### The records
::::

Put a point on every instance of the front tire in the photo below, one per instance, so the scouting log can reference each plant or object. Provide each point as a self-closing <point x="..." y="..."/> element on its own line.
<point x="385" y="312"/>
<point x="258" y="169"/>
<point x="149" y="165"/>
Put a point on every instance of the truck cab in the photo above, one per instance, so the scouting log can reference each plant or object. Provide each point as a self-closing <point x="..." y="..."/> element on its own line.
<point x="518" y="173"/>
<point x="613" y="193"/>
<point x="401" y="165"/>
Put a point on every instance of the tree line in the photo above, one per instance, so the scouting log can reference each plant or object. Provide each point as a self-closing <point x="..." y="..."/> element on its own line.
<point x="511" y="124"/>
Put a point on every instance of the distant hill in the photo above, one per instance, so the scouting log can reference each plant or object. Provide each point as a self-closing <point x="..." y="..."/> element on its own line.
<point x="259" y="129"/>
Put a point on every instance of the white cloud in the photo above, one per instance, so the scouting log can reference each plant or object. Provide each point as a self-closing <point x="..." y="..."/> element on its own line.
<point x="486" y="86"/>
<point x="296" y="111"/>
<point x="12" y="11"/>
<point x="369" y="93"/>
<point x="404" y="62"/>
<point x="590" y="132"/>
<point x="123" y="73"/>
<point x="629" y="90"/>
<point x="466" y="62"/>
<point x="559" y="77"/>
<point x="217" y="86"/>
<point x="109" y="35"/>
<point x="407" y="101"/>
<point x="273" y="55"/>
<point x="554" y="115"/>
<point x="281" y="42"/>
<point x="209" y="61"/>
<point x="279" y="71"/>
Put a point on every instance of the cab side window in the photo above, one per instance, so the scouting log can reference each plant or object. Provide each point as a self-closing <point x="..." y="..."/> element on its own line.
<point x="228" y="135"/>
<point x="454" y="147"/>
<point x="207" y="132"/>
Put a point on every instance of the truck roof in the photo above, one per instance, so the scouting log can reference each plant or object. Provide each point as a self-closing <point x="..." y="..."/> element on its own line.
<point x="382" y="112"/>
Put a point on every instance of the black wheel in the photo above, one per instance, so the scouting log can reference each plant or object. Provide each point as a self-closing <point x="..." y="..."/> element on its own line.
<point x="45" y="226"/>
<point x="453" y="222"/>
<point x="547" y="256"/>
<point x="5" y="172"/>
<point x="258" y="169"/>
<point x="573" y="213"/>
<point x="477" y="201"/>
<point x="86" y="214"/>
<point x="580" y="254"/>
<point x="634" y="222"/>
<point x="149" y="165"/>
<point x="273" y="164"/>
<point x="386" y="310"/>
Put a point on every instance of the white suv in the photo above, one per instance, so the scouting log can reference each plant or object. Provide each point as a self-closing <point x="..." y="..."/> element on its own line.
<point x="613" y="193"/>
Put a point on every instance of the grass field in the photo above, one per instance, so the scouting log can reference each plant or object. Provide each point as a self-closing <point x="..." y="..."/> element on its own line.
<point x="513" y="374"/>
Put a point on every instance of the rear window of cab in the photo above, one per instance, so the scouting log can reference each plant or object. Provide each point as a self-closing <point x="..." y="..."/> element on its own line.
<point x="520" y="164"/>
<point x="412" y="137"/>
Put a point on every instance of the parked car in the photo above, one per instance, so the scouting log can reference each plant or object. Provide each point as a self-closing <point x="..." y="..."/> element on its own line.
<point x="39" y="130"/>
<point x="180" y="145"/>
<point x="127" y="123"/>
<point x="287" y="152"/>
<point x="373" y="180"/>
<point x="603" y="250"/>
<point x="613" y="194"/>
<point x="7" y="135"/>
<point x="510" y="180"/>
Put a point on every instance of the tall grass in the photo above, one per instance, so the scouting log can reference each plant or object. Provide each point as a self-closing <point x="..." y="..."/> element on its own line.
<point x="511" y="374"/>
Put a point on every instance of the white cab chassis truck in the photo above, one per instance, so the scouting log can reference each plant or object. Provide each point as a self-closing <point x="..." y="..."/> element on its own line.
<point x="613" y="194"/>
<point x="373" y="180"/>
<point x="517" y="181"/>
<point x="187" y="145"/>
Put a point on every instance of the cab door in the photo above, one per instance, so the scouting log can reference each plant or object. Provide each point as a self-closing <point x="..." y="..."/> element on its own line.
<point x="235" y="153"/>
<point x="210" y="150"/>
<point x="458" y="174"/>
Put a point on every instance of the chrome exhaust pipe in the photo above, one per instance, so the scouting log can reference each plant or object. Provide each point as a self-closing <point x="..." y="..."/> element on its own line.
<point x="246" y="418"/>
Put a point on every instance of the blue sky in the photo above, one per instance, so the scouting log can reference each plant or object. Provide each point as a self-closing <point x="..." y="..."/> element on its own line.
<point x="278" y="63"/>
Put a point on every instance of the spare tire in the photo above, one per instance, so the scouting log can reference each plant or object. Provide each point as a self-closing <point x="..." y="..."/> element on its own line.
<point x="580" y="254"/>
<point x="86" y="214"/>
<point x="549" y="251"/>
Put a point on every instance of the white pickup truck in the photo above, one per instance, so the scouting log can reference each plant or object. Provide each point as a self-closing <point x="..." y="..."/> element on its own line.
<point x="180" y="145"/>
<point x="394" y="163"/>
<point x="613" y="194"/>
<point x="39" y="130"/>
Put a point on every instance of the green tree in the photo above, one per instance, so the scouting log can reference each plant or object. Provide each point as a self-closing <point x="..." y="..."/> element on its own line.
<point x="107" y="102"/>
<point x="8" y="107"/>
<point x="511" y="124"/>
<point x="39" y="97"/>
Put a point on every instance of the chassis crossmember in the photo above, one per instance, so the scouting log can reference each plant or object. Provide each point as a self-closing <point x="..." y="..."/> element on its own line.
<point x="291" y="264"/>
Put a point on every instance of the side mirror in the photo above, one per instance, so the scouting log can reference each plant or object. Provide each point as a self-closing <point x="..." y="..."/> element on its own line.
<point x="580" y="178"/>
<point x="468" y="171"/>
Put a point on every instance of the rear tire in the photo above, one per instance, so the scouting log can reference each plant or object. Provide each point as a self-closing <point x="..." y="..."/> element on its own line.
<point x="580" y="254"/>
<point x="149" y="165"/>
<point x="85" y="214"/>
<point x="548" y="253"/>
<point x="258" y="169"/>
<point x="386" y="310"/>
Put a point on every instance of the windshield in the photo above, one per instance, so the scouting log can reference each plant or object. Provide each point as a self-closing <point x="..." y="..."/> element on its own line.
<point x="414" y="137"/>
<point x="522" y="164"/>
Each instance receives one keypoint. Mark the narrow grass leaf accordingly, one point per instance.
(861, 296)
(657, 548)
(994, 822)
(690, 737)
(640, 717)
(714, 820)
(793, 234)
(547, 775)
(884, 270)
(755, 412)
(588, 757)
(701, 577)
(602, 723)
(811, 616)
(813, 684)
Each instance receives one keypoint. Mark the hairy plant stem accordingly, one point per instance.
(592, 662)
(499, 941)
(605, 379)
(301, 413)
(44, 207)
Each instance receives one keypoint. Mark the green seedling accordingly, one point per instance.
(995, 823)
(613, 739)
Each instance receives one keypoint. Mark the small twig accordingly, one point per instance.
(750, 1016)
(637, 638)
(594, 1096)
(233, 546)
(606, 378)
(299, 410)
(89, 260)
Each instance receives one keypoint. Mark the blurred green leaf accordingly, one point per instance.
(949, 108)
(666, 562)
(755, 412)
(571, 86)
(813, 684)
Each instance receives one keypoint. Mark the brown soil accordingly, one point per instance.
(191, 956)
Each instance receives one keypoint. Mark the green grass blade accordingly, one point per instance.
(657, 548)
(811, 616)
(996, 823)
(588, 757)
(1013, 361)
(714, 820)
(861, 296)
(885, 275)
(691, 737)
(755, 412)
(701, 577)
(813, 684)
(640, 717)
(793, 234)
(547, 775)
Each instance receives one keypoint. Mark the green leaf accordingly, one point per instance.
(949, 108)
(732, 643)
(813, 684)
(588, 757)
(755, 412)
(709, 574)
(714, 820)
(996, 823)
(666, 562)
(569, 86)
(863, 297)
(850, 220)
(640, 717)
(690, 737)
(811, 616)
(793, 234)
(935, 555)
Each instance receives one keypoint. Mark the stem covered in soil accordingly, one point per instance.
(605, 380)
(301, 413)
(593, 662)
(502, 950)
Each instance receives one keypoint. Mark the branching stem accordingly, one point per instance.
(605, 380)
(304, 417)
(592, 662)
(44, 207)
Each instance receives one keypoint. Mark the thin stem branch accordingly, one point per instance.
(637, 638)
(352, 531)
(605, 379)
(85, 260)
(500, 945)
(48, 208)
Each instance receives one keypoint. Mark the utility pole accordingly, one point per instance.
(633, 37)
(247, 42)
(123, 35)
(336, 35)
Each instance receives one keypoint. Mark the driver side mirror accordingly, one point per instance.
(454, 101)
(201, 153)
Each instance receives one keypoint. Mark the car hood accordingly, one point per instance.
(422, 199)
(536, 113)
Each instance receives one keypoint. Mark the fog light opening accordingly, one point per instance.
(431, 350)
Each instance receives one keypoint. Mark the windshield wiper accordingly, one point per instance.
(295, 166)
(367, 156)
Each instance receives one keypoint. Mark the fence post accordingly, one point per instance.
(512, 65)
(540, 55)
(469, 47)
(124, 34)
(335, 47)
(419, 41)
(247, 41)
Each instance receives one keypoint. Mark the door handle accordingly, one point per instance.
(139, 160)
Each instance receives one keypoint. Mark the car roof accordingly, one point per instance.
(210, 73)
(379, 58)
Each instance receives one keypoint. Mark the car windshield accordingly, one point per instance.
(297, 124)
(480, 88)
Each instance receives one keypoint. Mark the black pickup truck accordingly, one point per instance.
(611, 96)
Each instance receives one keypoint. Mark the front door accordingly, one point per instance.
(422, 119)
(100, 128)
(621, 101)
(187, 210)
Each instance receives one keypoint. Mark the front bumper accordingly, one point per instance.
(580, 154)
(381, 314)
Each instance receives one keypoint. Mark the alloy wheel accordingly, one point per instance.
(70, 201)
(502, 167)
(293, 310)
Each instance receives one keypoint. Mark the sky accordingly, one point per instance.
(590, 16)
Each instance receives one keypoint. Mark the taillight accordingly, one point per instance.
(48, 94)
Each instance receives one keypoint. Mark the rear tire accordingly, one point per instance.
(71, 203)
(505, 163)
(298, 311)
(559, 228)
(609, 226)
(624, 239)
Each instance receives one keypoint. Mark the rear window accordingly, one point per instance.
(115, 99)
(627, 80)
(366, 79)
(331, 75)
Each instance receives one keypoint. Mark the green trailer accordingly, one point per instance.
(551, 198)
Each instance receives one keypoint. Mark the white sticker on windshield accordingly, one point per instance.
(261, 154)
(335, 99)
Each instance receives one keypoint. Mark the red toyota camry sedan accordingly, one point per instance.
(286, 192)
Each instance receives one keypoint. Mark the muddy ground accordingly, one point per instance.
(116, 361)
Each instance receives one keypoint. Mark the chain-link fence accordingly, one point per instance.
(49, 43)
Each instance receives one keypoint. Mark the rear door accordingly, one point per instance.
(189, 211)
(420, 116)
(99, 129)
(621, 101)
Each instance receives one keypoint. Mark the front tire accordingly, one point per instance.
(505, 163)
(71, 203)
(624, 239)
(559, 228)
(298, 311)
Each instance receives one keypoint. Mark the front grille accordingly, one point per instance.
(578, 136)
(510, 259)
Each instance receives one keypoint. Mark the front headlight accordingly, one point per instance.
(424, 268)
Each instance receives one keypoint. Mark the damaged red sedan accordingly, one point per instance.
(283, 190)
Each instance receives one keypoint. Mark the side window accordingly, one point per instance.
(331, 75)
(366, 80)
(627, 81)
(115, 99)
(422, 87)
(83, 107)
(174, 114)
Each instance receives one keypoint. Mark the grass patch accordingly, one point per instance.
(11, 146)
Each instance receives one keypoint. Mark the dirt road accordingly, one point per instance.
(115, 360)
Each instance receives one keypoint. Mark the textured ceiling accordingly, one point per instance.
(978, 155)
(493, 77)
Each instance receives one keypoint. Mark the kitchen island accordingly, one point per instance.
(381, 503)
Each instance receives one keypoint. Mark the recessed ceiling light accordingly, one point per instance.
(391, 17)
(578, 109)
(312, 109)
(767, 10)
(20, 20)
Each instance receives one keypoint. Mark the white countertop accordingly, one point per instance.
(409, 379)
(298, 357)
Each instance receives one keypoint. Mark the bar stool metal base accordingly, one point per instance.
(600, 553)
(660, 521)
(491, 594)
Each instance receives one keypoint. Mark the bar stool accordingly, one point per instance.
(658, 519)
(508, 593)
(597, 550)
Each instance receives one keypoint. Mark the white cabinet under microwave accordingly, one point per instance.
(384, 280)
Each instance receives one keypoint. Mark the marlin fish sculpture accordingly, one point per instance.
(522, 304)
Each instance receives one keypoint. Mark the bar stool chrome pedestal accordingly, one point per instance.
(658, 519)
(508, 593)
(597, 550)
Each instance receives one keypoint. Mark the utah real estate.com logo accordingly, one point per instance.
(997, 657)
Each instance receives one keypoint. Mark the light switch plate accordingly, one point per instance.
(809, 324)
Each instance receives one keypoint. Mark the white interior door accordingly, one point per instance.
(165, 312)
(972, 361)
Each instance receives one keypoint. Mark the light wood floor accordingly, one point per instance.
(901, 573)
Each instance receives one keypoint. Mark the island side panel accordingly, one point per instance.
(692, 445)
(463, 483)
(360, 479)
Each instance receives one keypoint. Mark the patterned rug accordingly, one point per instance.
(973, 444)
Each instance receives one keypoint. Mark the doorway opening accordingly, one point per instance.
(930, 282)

::::

Please retype exactly, and only, the lines starting at the one that contains "Each instance receives one keypoint. Mark the white countertop" and ending with the last line of the material.

### Response area
Each instance receives one keypoint. Mark the white countertop accordingly, one point per instance.
(409, 379)
(298, 357)
Each instance receives one keypoint. Mark the bar stool metal base accordingly, one point per instance.
(600, 553)
(660, 521)
(491, 594)
Each instance receives one keypoint. Mark the bar stool accordingly, one point per instance.
(658, 519)
(508, 593)
(597, 550)
Each instance receives one keypoint. Mark the white cabinet under microwave accordingly, one point per instance.
(384, 280)
Each instance receives one keypoint. Mark the marlin fish sculpture accordingly, one point per instance.
(522, 304)
Each instance receives one keypoint. Mark the bar stool chrome pedestal accordingly, one point per instance.
(658, 519)
(508, 593)
(597, 550)
Each instance receives one keypoint. Mark the utah real estate.com logo accordingly, one point per instance.
(997, 657)
Each instance receives one keypoint. Mark the light switch plate accordingly, one point per instance.
(809, 324)
Each instance receives one keypoint. Mark the white interior door accordingly, one point per instance.
(165, 312)
(972, 361)
Each instance receives one keypoint. Mark the light wood floor accordingly, one point per instance.
(901, 573)
Each instance receives one keypoint. Mark the island side panel accordingly, one point per instance.
(692, 445)
(463, 483)
(360, 479)
Each instance receives one keypoint. Mark the patterned rug accordingly, one point per instance.
(973, 444)
Each instance receives one keypoint. Mark the doorway opening accordingly, one point per instance.
(930, 282)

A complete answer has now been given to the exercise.